Recast the data that follows as a Markdown table with the columns Row and Data line, giving each line its own numbered row and skipping blank lines. Begin at the line that contains "TARGET = forested hillside" and stop after the line that contains "[(512, 88), (119, 110)]".

• • • •

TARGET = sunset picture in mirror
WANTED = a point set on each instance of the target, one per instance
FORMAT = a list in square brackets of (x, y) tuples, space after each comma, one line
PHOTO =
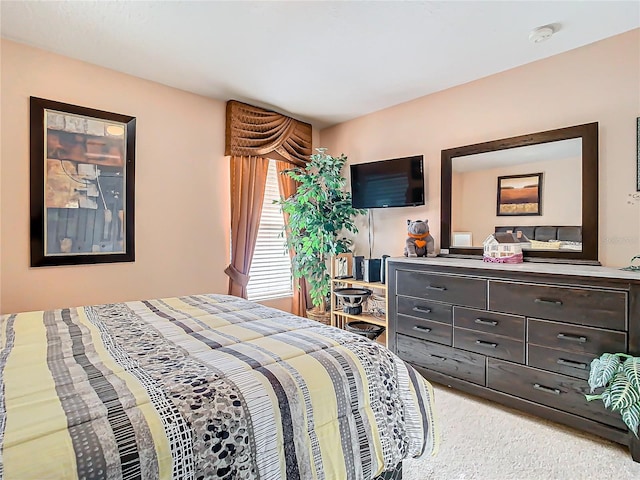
[(519, 194)]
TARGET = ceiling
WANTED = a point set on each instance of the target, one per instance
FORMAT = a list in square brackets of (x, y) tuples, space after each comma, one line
[(320, 61)]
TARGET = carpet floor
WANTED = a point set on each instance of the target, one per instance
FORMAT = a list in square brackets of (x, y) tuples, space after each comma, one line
[(481, 440)]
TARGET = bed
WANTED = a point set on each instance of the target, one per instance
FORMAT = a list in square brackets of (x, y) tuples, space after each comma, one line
[(203, 387)]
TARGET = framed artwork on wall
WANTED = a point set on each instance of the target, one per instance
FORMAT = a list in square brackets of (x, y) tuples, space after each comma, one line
[(519, 195), (82, 185)]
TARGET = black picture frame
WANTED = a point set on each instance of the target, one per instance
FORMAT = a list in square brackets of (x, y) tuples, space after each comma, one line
[(519, 195), (638, 154), (82, 185)]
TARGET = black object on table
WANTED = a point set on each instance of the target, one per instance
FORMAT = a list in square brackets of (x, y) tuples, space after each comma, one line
[(366, 329)]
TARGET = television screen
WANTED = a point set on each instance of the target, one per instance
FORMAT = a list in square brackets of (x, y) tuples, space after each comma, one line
[(398, 182)]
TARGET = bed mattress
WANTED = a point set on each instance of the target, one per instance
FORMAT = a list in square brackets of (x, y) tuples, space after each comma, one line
[(202, 387)]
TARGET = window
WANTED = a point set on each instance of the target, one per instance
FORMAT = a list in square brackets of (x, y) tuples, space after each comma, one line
[(270, 274)]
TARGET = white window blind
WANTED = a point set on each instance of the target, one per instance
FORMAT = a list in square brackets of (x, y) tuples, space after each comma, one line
[(270, 274)]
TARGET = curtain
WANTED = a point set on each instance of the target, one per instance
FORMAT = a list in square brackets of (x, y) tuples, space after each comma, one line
[(248, 181), (288, 187), (252, 135), (258, 132)]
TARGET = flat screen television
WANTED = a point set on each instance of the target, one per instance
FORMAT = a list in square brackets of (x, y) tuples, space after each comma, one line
[(398, 182)]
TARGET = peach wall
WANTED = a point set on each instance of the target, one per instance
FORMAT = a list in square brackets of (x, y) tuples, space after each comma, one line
[(182, 186), (595, 83)]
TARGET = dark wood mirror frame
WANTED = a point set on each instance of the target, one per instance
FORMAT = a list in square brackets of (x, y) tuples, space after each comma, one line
[(589, 135)]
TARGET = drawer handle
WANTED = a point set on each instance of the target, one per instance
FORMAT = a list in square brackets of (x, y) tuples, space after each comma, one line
[(418, 308), (482, 321), (572, 338), (572, 364), (420, 328), (486, 344), (433, 287), (548, 302), (542, 388)]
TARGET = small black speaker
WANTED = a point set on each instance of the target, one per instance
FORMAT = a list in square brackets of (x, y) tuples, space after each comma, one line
[(383, 269), (358, 267), (371, 271)]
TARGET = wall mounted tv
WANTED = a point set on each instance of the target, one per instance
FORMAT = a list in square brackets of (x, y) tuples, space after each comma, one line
[(398, 182)]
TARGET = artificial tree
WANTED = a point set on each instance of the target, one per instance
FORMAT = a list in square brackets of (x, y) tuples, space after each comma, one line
[(619, 373), (319, 212)]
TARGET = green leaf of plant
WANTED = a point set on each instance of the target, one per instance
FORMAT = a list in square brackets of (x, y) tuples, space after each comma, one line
[(602, 370), (620, 393), (317, 213), (631, 368)]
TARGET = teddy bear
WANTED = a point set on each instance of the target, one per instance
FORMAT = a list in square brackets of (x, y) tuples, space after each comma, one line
[(419, 242)]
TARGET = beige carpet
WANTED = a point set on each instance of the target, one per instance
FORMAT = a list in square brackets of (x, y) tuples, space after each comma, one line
[(480, 440)]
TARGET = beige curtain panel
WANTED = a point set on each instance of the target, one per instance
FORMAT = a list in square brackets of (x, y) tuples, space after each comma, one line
[(254, 131)]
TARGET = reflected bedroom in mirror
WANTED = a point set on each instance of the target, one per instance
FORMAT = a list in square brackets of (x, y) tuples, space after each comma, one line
[(541, 187)]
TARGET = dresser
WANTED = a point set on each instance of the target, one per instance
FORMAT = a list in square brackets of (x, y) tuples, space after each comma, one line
[(522, 335)]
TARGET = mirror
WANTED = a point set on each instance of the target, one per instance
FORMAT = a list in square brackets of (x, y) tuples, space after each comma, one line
[(542, 187)]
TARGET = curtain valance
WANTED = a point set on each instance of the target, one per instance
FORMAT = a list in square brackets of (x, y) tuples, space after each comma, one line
[(254, 131)]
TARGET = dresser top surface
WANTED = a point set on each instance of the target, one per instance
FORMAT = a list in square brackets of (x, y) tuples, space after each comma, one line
[(525, 267)]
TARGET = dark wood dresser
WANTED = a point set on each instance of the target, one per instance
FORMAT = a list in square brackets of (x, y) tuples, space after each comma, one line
[(522, 335)]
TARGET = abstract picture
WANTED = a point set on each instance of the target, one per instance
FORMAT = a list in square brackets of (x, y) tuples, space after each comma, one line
[(82, 185), (520, 194)]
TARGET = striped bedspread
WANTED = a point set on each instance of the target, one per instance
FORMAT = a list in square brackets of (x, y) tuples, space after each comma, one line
[(202, 387)]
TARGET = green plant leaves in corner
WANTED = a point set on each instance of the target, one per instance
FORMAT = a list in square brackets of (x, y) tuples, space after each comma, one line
[(620, 394), (318, 212), (602, 370), (621, 380)]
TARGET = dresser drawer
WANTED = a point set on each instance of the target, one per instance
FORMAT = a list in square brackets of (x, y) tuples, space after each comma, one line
[(511, 326), (427, 329), (551, 389), (415, 307), (598, 308), (575, 338), (470, 292), (489, 345), (559, 361), (449, 361)]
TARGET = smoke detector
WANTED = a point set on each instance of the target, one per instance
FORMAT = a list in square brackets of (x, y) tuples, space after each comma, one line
[(541, 34)]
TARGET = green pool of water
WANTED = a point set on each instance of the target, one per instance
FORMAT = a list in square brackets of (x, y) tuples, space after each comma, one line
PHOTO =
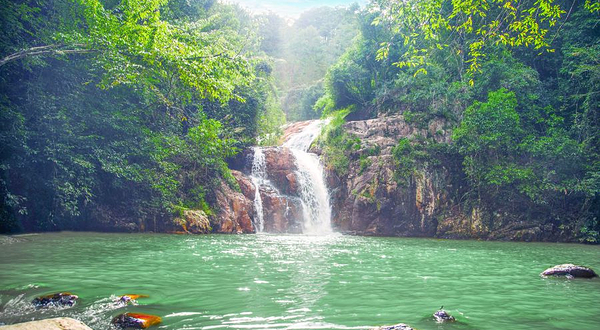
[(299, 282)]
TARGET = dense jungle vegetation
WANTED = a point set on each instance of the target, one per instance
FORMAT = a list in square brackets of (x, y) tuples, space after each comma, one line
[(131, 109)]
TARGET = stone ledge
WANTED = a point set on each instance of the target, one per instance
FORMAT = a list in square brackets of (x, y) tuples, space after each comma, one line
[(60, 323)]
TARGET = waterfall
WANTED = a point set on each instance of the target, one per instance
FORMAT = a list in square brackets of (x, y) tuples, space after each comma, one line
[(311, 179), (258, 176)]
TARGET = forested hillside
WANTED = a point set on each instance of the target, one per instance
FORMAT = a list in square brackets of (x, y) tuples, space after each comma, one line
[(512, 88), (119, 110)]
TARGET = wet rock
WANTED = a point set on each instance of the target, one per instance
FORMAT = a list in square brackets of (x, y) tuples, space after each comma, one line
[(129, 299), (60, 323), (443, 316), (293, 128), (235, 209), (399, 326), (193, 222), (136, 320), (281, 169), (282, 214), (61, 299), (570, 271)]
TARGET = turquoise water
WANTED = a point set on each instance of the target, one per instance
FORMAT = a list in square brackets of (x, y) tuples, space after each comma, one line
[(299, 282)]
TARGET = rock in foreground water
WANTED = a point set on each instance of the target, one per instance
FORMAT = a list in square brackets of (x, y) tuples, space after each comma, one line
[(136, 320), (570, 271), (399, 326), (60, 299), (130, 299), (61, 323), (443, 316)]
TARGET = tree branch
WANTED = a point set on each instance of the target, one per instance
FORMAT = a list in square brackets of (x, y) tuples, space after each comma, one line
[(55, 49)]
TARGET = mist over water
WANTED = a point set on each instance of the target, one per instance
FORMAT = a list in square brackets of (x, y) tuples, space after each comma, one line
[(300, 281)]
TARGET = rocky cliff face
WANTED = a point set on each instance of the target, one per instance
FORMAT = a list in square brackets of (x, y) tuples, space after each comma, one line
[(281, 205), (370, 199)]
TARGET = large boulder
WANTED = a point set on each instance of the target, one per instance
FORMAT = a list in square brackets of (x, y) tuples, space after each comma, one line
[(235, 210), (136, 320), (192, 222), (60, 323), (569, 271), (282, 214), (281, 169)]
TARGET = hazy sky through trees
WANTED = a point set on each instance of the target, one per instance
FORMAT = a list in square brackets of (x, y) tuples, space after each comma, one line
[(291, 8)]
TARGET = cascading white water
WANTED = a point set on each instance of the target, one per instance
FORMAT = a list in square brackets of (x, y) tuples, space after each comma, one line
[(311, 180), (258, 176)]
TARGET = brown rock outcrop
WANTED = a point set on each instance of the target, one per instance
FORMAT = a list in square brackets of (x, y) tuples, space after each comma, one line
[(192, 222), (235, 209), (59, 323), (570, 271), (371, 200)]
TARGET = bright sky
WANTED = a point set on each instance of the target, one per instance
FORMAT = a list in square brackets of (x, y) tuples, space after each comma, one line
[(291, 8)]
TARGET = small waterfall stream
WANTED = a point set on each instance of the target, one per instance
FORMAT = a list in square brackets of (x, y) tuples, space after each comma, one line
[(311, 178), (258, 176), (312, 195)]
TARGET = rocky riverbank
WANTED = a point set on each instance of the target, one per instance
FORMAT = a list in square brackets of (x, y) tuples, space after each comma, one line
[(60, 323)]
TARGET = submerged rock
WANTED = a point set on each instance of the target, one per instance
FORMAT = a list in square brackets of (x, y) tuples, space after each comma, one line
[(399, 326), (129, 299), (57, 299), (136, 320), (569, 271), (60, 323), (443, 316)]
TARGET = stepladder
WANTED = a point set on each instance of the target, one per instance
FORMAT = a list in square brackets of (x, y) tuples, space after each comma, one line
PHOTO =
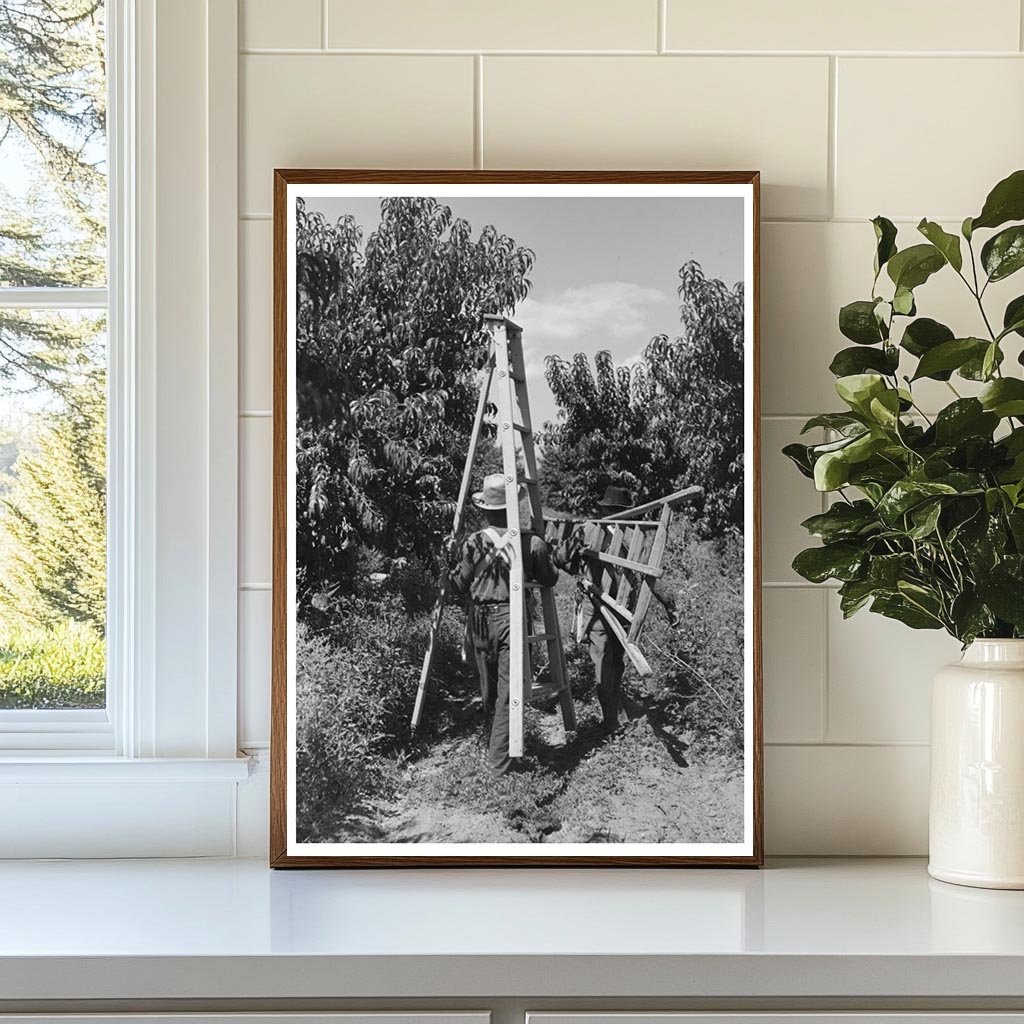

• • • •

REPLY TO THE TASK —
| Row | Data line |
|---|---|
| 1 | TARGET = forested hillside |
| 2 | WANTED = a point set on each instance of the target, one per instance |
| 3 | FORMAT = a list in square brackets of (x, y) tuples, space after each comma, one line |
| 4 | [(512, 88), (119, 110)] |